## Source document
I have so many things that I want to talk about in these first few posts that I don’t know where to begin. I could do one LARGE post, but that would be to time consuming on my end and too boring for you to read on your end. I think that I will start by talking about graduate school, and what my journey has been like the past 5 years. I got accepted into a graduate program straight out of undergrad. I decided to go in straight away because I was afraid that if I took a year off, I would never go back…and I probably wouldn’t have. My time in grad school has been good overall. Just like life, it has had its ups and downs. For starters, I am not in a “traditional” graduate program. I am at a professional school where the only programs on campus are graduate programs (i.e. Medical School, Pharmacy School, Dental School, and other health related fields). My program is rather unique on the campus in that it grants Ph.D.s rather than professional degrees. This was initially a great things as my wife was going into a health profession and was accepted in her program at the same school. It started off great, but as time went on I realized that this may not have been the best choice for me. My particular lab in the department was far and away the best and it has afforded me many great opportunities. For that I am truly grateful! One thing about my school that I REALLY dislike, is that it is not a traditional college campus. It is a stand alone branch and does not have the feel of a traditional campus by any stretch of the imagination!
If it was not for my lab, I probably would have left that particular program. It has been on the decline since I joined that program…not my particular lab, but the program as a whole. There are probably only about 7 true graduate students left in my department. That is down from around 15 when I started. While this seemed to be a nice fit for me when I started, at that time I didn’t know what my career goals were. Now that I know I want to become a professor at a primarily undergraduate institution, I realize this was not the best choice. I have had the opportunity to be a TA for some of the professional students, but it is not the same as getting to TA/teach an undergraduate course. That is a really big why sometimes I wish I had gone to a larger research oriented university with a large undergraduate student population. In the long run, it would have made me more desirable for my current ambition. I do feel that in my lab, I have done some great chemistry…well some was only attempted, but hey whatever counts right! So I have no problems with the level of bench work that I have done, and I actually could have done better work if I had pushed myself harder. However, I am the type of person who enjoys life outside of the lab, and decided from the get-go that I was not going to live in the lab. That did have an impact on my work at times, but I am very glad that I haven’t spent the last 5 years of my life locked in the lab. I know that many graduate schools, and their professor, have different feelings on this subject, it was something that I was not willing to compromise on because I was already married when I started grad school.

## Exercises to complete
**A.** Answer these from the graduate school post:
(i) What kind of degree does the writer's program grant, unlike the other programs on campus?
(ii) About how many true graduate students remain in the writer's department, and about how many were there when the writer started?
(iii) What career does the writer now want to pursue?
**B.** Carry on the graduate school post in the writer's voice, starting after its last sentence.

## Given material
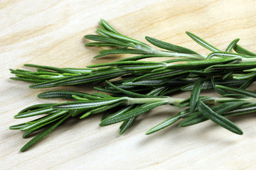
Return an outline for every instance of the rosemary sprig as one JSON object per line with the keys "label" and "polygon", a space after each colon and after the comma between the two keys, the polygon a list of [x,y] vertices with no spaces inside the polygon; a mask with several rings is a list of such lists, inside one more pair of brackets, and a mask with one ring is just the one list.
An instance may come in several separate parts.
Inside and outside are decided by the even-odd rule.
{"label": "rosemary sprig", "polygon": [[[86,46],[117,48],[102,50],[95,58],[116,54],[139,55],[114,62],[87,66],[86,69],[26,64],[26,67],[37,68],[36,72],[11,69],[16,75],[11,79],[34,82],[30,86],[33,89],[102,83],[95,86],[95,89],[111,94],[52,91],[38,94],[42,98],[63,98],[75,101],[34,105],[15,115],[15,118],[36,116],[33,120],[10,127],[11,130],[24,132],[24,138],[41,130],[21,152],[27,150],[63,121],[73,117],[83,119],[92,114],[104,113],[100,125],[122,122],[119,127],[122,135],[136,121],[137,117],[164,105],[184,110],[153,127],[146,135],[179,120],[182,120],[179,126],[184,127],[209,119],[234,133],[242,134],[237,125],[224,118],[256,111],[256,94],[245,90],[256,79],[256,54],[239,46],[237,44],[239,39],[232,41],[225,51],[221,51],[198,36],[186,32],[192,40],[211,51],[206,55],[146,37],[149,42],[163,50],[156,50],[121,34],[104,20],[100,21],[100,26],[102,29],[97,29],[98,35],[85,36],[95,41]],[[232,52],[233,49],[236,52]],[[142,60],[152,57],[169,60]],[[114,78],[119,79],[113,81]],[[201,96],[201,91],[204,89],[214,89],[222,96]],[[178,91],[191,91],[190,98],[169,96]]]}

## Results in order
**A.**
(i) It grants Ph.D.s rather than professional degrees.
(ii) About 7 remain, down from around 15.
(iii) Becoming a professor at a primarily undergraduate institution.

**B.**
While my graduate school situation may not have been ideal, I have made it work for me. I think that I have gotten a good education and some great research experience. I know that I have missed out on some experiences that most graduate students get, such as teaching undergraduate classes, but I also know that I have had some experiences that most graduate students don’t get. I think it has been a pretty even trade-off. I know this is probably pretty roughly thrown together, but I have so much more to say….I just had to start somewhere. I have plans on writing about the dissertation process at my school, my job search and all that entails, and many other things! I hope that you can get past the rough grammar (I will usually type these rather quickly just because I am so busy now) and stick around to see what I have to say!